_JOB_:
Quote all of the data below exactly, please.

== RECORDS TO USE

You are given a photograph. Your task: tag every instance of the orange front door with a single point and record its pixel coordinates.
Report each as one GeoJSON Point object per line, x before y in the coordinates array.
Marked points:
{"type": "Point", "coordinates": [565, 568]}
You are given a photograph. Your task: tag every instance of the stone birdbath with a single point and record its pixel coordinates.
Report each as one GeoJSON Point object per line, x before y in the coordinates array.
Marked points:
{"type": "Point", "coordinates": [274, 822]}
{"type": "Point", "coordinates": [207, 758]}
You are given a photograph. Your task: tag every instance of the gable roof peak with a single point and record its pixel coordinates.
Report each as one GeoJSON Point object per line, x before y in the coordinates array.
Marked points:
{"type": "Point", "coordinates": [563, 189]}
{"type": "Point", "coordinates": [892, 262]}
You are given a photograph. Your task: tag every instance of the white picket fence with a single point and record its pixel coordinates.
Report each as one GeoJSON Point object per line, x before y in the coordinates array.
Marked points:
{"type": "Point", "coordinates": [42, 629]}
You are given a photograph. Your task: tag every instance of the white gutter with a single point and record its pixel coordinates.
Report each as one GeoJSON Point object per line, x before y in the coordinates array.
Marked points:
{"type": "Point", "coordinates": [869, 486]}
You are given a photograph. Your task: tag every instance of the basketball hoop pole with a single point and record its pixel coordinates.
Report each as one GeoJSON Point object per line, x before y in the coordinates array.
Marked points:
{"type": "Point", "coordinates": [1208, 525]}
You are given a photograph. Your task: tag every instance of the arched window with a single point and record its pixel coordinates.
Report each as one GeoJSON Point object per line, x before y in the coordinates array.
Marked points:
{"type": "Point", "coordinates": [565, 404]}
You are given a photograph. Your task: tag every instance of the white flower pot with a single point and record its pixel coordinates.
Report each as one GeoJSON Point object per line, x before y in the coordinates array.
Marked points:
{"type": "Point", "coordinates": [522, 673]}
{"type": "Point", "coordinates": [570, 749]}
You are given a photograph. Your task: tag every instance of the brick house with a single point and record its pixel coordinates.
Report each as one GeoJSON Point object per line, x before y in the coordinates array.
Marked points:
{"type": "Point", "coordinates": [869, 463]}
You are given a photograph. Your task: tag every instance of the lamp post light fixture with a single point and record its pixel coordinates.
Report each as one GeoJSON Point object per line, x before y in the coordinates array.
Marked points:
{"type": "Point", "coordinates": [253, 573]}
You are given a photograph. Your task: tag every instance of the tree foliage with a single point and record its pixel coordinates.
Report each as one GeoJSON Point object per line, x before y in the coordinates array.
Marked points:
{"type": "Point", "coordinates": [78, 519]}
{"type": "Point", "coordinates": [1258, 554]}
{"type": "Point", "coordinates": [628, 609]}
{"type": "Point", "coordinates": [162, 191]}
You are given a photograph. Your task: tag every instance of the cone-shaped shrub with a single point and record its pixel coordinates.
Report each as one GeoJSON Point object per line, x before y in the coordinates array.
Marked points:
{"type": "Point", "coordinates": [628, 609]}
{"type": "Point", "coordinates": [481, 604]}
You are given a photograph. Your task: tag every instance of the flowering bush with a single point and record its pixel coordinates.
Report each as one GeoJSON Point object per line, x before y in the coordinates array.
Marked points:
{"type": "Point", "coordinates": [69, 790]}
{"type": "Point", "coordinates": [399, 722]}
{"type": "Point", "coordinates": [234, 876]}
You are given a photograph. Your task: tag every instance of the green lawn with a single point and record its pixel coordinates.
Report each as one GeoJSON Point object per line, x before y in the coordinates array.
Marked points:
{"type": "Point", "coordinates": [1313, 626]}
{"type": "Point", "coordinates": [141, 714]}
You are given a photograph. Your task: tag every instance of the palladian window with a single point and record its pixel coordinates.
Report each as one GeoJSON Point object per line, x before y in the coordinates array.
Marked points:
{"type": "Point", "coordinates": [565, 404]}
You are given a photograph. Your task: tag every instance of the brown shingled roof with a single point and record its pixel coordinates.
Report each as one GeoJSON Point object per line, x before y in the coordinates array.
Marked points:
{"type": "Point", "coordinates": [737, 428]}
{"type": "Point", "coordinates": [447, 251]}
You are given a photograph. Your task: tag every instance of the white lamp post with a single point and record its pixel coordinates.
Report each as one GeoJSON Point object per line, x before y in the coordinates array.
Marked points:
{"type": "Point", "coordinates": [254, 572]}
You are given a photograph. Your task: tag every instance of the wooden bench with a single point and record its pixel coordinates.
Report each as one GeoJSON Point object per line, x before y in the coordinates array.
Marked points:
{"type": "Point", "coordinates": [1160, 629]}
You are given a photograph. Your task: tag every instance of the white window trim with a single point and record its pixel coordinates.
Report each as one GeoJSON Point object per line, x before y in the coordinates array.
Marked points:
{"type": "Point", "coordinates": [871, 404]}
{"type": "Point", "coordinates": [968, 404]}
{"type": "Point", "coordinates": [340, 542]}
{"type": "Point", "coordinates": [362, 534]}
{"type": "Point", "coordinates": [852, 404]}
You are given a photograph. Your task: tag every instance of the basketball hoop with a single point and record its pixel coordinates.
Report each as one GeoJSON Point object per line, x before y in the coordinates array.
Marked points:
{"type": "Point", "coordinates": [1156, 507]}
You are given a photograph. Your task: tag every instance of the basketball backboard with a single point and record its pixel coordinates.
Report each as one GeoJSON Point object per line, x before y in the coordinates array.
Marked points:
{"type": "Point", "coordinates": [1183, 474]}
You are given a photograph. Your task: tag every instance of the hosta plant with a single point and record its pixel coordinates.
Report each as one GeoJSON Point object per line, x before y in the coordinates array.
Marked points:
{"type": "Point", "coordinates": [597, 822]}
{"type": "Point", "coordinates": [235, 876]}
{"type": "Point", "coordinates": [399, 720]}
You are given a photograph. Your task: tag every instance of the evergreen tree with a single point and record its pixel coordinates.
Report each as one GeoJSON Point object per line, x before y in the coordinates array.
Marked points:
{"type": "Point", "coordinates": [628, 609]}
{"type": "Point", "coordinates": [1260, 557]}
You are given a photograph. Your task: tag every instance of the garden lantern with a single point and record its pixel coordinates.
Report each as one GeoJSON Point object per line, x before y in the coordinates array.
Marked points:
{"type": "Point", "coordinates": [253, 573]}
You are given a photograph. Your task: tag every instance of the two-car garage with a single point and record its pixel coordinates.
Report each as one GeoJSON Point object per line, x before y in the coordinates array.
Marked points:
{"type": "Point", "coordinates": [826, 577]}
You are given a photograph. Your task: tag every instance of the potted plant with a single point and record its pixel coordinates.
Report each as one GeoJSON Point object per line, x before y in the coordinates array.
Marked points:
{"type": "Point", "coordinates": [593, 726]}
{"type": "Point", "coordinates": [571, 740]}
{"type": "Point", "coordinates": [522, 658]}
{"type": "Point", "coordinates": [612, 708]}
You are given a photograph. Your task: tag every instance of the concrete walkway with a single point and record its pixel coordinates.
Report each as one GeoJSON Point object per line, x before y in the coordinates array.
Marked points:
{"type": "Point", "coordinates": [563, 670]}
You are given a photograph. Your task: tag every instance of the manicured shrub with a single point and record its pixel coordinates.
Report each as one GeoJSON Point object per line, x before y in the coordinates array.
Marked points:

====

_THE REPLY_:
You are given a photograph. Your task: tag every instance of the orange front door with a single point and record its pixel coordinates.
Report each as one GeoJSON Point object per line, x before y in the coordinates array.
Marked points:
{"type": "Point", "coordinates": [565, 568]}
You are given a photograph. Your task: tag every instance of the stone birdbath with a single point and record its pixel coordinates.
Report each as one GeoJSON Point object per line, x before y in the coordinates array.
Marked points:
{"type": "Point", "coordinates": [274, 822]}
{"type": "Point", "coordinates": [207, 758]}
You are given a photograph. Your task: tag every instance of the gable roof peak with a single point and record its pixel coordinates.
Report each as one GeoJSON Point object per line, x before y in the coordinates array.
Marked points:
{"type": "Point", "coordinates": [563, 189]}
{"type": "Point", "coordinates": [892, 262]}
You are given a photograph. Your task: tag every instance of the white picket fence with a single point and record its pixel coordinates.
Report each as one GeoJSON Point object per line, x before y in the coordinates array.
Marked points:
{"type": "Point", "coordinates": [42, 629]}
You are given a photograph. Your task: tag every instance of the white gutter with a single point and record its pixel coordinates.
Report each as one GeoJSON Point object per line, x before y in the coordinates array.
Marked points:
{"type": "Point", "coordinates": [869, 486]}
You are given a photograph. Your task: tag every instance of the basketball hoop pole with a single point and record its pixel coordinates.
Report each as one GeoJSON Point object per line, x before y in the coordinates array.
Marked points:
{"type": "Point", "coordinates": [1208, 525]}
You are given a photograph. Your task: tag every instance of the arched window with a single point and record its pixel coordinates.
Report each as one GeoJSON Point object per line, x before y in the coordinates array.
Marked points:
{"type": "Point", "coordinates": [565, 404]}
You are given a photograph. Your task: tag every instance of the white flower pot with a single point and record its pixel coordinates.
Report each as one GeoJSON Point object per line, x before y in the coordinates array.
Marked points:
{"type": "Point", "coordinates": [522, 673]}
{"type": "Point", "coordinates": [570, 749]}
You are given a photograph. Your task: tag every instance of the brick house with a single point and record its pixel coordinates.
Report each as one GeoJSON Point object per line, x before y in the coordinates array.
Marked points:
{"type": "Point", "coordinates": [869, 463]}
You are given a photograph. Your task: tag every instance of the lamp post light fixture with a single point and record its pixel coordinates.
Report each as one GeoJSON Point object per line, x before y in the coordinates array.
Marked points:
{"type": "Point", "coordinates": [253, 573]}
You are given a photograph. Your task: tag every instance of the tree foliage with a single point and record its pixel coordinates.
Report each as one GeoJSON Point object per line, x before y in the coordinates array.
Marked points:
{"type": "Point", "coordinates": [78, 519]}
{"type": "Point", "coordinates": [1258, 554]}
{"type": "Point", "coordinates": [628, 609]}
{"type": "Point", "coordinates": [162, 191]}
You are given a photograph. Your task: tag every instance of the cone-shaped shrub with a single point and record its pixel coordinates.
Report each as one GeoJSON Point object per line, x before y in the coordinates array.
Marked points:
{"type": "Point", "coordinates": [628, 609]}
{"type": "Point", "coordinates": [481, 604]}
You are given a photograph. Your task: tag every instance of the flowering bush with a single point and record its pixel coordinates.
Report each as one GeoJSON Point object per line, x before y in the coordinates array.
Marked points:
{"type": "Point", "coordinates": [69, 790]}
{"type": "Point", "coordinates": [399, 722]}
{"type": "Point", "coordinates": [234, 876]}
You are given a photograph. Your task: tag every instance of the green lawn with a single point and record its pixel coordinates.
Report each as one GeoJSON Point object per line, x before y in the coordinates array.
Marked points:
{"type": "Point", "coordinates": [1313, 626]}
{"type": "Point", "coordinates": [141, 714]}
You are given a photograph. Your task: tag every instance of the palladian window with a single point and record its pixel coordinates.
Report each as one GeoJSON Point object per line, x before y in the coordinates array.
Marked points:
{"type": "Point", "coordinates": [565, 404]}
You are given a photograph. Your task: tag every instance of the brown shingled roof with a single point and record its pixel coordinates.
Report each as one GeoJSON Point object per line, x before y in the coordinates array.
Marked points:
{"type": "Point", "coordinates": [737, 428]}
{"type": "Point", "coordinates": [447, 251]}
You are given a photograph. Your task: tag every instance of the white lamp post with a single point and record its pixel coordinates.
Report each as one GeoJSON Point object per line, x before y in the coordinates array.
Marked points:
{"type": "Point", "coordinates": [254, 572]}
You are given a photograph. Your task: tag every instance of the wooden bench with a single point and record its pixel coordinates.
Report each as one GeoJSON Point object per line, x before y in the coordinates array.
Marked points:
{"type": "Point", "coordinates": [1160, 629]}
You are given a photograph. Your task: tag every instance of the white window trim with a single point and record its pixel coordinates.
Report each as one GeoJSON Point object per line, x before y in the coordinates array.
Marked points:
{"type": "Point", "coordinates": [871, 404]}
{"type": "Point", "coordinates": [968, 404]}
{"type": "Point", "coordinates": [340, 542]}
{"type": "Point", "coordinates": [362, 534]}
{"type": "Point", "coordinates": [852, 404]}
You are given a photograph. Your task: tag every instance of the basketball hoop with a single point and record its pixel coordinates.
Report each as one GeoJSON Point object per line, x before y in the coordinates array.
Marked points:
{"type": "Point", "coordinates": [1156, 507]}
You are given a photograph. Your task: tag every instance of the basketball backboard with a single point and record its pixel coordinates.
Report each as one GeoJSON Point object per line, x before y in the coordinates array.
Marked points:
{"type": "Point", "coordinates": [1183, 474]}
You are given a photograph. Your task: tag every instance of the hosta plant with a single point and record its pixel coordinates.
Report each as one GeoJSON Point object per line, x before y in the coordinates array.
Marked points:
{"type": "Point", "coordinates": [597, 822]}
{"type": "Point", "coordinates": [235, 876]}
{"type": "Point", "coordinates": [399, 720]}
You are given a photograph. Your task: tag every instance of the evergreen tree with a single point and record its pixel coordinates.
Report each as one GeoJSON Point object per line, x before y in the coordinates array.
Marked points:
{"type": "Point", "coordinates": [628, 609]}
{"type": "Point", "coordinates": [1260, 557]}
You are given a photograph. Your task: tag every instance of the garden lantern with a single point and record its pixel coordinates.
Report each as one GeoJSON Point object per line, x before y in the coordinates array.
Marked points:
{"type": "Point", "coordinates": [253, 573]}
You are given a photograph. Your task: tag every instance of the two-car garage with a single point and record its pixel coordinates.
Report each as one GeoJSON Point object per line, x before y in the coordinates array.
Marked points:
{"type": "Point", "coordinates": [826, 577]}
You are given a photograph. Your task: tag every instance of the potted plant with a single point and record its pixel coordinates.
Report each as one GeoJSON Point object per line, x before y in the coordinates array.
Marked points:
{"type": "Point", "coordinates": [593, 726]}
{"type": "Point", "coordinates": [571, 740]}
{"type": "Point", "coordinates": [522, 658]}
{"type": "Point", "coordinates": [612, 708]}
You are given a photograph. Your task: tag every instance of the concrete walkway with a single point and record its pixel coordinates.
Report each as one GeoJSON Point object per line, x before y in the coordinates array.
Marked points:
{"type": "Point", "coordinates": [563, 670]}
You are given a photograph. Your task: tag every instance of the manicured shrub with a single point and record its pixel coordinates.
Report each as one GeoJSON Point object per line, x before y in the coordinates array.
Marked points:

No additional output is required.